= SOURCE DOCUMENT =
::::

Movie Reviews

Movie Review: The Beatles’ Music Is Still As Relevant Today As “Yesterday”


 

A struggling musician realizes he’s the only person on Earth who can remember The Beatles after waking up in an alternate timeline where they never existed.

What if The Beatles never were? This concept, well-advertised in the advance trailers, will certainly come as no surprise to prospective viewers. The real question instead becomes: What can director Danny Boyle deliver from such a promising premise? Fortunately, the resounding answer is quite a lot.

Jack Malik (Himesh Patel) is a struggling singer-songwriter paying the bills as a warehouse grocery part-time employee. Ellie Appleton (Lily James), his manager since childhood, eagerly tries to raise Malik’s profile in various venues across the British Isles without much luck. In the course of events, the two characters display a warm chemistry that ushers this friends-become-lovers yarn along nicely.

In a film such as this, the plot manufactures perhaps the smallest portion of the fun. Rather, the timeless music of an immortal band constitutes the real star. The action moves along quickly to the incident requiring suspension of disbelief – in this case, a brief global blackout. The resulting alternative reality provides more than enough momentum to drive what otherwise would amount to a conventional love story.

Once Malik realizes that only he knows the legacy of the greatest singer-songwriter compilations in the 20th century, he sets about performing the enduring Beatles tunes to – at first – decidedly indifferent audiences. In fact, in the original script written by Jack Barth (who shares story credit), the protagonist never attains celebrity.

::::

Dataset records
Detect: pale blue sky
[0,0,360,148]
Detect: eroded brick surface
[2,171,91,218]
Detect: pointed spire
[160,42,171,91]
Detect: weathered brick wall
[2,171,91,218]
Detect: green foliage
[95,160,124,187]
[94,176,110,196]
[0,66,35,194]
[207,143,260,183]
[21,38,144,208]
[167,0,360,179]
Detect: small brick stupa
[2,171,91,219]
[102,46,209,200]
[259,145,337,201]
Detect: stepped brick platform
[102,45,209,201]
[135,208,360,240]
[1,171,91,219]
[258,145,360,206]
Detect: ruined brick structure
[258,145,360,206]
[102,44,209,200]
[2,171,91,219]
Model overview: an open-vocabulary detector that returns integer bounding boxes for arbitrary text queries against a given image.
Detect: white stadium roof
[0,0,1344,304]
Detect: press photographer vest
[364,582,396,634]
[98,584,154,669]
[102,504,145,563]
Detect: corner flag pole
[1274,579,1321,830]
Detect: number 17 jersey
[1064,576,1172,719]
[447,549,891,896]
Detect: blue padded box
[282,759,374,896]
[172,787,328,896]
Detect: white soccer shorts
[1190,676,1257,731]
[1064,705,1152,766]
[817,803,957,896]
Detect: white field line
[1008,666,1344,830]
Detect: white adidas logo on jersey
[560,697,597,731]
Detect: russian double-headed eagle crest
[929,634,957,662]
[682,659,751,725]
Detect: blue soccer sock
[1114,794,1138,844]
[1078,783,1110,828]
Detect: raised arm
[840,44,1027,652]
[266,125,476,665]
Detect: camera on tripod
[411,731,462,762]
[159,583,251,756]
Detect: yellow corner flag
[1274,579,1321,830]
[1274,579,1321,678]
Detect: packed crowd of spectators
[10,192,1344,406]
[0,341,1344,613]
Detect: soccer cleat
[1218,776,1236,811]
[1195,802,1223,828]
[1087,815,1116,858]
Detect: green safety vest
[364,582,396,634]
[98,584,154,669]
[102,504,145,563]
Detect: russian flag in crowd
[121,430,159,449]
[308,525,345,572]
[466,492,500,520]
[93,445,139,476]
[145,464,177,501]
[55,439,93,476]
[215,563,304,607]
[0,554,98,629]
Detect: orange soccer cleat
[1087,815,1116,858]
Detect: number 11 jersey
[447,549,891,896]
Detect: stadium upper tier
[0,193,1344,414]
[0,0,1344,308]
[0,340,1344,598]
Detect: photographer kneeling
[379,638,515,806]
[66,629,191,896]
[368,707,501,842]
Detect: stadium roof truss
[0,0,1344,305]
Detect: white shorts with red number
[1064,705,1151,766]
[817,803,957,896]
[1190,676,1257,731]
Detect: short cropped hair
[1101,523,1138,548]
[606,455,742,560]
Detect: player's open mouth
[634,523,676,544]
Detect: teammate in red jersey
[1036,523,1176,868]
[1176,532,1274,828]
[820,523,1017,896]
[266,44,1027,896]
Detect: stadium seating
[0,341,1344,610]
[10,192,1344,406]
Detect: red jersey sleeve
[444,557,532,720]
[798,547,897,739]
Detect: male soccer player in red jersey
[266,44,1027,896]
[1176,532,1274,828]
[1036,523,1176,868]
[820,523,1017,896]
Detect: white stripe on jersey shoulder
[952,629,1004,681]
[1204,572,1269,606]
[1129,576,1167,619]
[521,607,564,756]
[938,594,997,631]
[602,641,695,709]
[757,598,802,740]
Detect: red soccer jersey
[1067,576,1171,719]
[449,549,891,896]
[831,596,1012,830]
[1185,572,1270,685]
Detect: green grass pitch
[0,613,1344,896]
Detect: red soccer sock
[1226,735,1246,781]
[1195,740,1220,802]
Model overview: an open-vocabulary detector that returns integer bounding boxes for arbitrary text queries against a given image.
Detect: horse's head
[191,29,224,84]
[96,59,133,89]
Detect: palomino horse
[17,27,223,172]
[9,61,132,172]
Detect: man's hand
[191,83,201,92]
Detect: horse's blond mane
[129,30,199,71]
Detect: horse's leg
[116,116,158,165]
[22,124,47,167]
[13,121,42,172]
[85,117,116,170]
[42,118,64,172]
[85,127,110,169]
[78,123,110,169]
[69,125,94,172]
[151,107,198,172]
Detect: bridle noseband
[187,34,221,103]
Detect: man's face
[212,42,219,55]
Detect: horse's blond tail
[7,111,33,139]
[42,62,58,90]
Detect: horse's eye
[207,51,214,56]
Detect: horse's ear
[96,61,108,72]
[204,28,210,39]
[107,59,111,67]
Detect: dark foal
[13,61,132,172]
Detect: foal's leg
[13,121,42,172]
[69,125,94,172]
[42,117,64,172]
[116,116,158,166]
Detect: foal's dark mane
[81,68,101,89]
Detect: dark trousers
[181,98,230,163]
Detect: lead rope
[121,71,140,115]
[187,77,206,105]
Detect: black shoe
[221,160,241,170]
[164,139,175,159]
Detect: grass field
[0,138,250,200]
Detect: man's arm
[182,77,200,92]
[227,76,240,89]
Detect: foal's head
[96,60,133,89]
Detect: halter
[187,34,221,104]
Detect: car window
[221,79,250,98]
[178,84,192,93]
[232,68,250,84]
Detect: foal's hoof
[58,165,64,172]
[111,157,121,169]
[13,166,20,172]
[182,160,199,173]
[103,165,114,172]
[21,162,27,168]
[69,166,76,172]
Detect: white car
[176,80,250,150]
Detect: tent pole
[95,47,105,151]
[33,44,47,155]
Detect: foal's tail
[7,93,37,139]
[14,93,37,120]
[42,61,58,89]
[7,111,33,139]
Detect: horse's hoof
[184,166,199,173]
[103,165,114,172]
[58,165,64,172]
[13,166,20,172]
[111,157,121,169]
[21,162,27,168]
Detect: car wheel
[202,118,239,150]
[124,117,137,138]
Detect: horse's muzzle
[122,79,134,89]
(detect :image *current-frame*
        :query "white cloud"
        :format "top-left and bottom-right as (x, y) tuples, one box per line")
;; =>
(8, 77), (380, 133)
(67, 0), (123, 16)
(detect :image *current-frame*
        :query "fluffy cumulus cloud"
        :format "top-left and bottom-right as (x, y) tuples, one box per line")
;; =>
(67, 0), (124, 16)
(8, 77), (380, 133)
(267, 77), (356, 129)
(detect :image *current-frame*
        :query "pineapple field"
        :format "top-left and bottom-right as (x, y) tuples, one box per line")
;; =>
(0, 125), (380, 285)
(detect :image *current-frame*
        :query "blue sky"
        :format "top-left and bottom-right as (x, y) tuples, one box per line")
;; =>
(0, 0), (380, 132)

::::

= WHAT IS ASKED =
Pick up the movie review of "Yesterday" after its final sentence and write the next few paragraphs.

= OUTPUT BELOW =
However, in the updated version, screenwriter Richard Curtis takes a different tack. With so much powerful material at his disposal, Malik quickly catches the ear of an aspiring music producer, who offers a modest record deal. Later, a real-life Ed Sheeran gets wind of Malik’s debut album and things really start rolling.

Sheeran introduces Malik to his manager, Debra Hammer (Kate McKinnon). Impressed by Malik’s extraordinary songwriting abilities, Hammer takes on a promising new client even though she thinks he’s sort of grungy. McKinnon’s portrayal of Hammer, a music industry executive with shameless mercenary motivations, hits close to the bone in several scenes.

Malik’s tribulations soon begin. Passing off classic songs as his own, the previously unknown performer rockets to stardom filching a seemingly inexhaustible catalog of Beatles compositions. Accruing a karma tax of monumental proportions, Malik must choose between love and fame, between vast wealth and integrity.

Comedic payoffs abound throughout. As proof that so-called creative types can screw up almost anything, the production team persuades a reluctant Malik that the lyrics to “Hey, Jude” would sound better as “Hey, Dude.” Similarly, his proposed album titles of “Abbey Road” and “Sgt. Pepper’s Lonely Hearts Club Band” are derided as too obscure or lacking marketing punch.

In a wonderful scene late in the film, Malik encounters a childhood idol – who could have been someone famous in another life – now comfortably settled into his twilight years. The septuagenarian remarks pleasantly that he has lived a happy life. Malik skeptically questions whether the old man considered his journey successful. Without missing a beat, the down to earth elder retorts that a happy life is a successful life.

For past and future Beatle’s fans, what was old becomes new again as “Yesterday” briskly reminds audiences of the group’s enormous talents. Critics have noted that the great composers over time were often prolific, but invariably churned out significant quantities of duds relative to the masterpieces. What sets The Beatles’ record of accomplishment apart from most others is the extraordinarily high ratio of hits to misses.

To paraphrase Voltaire, if The Beatle’s did not exist, someone would have to invent them. To our delight, Jack Malik does just that. A touching movie, full of surprises, “Yesterday” serves up a counterfactual tale about the nearly inconceivable – a world that actually turns in absence of the Fab Four.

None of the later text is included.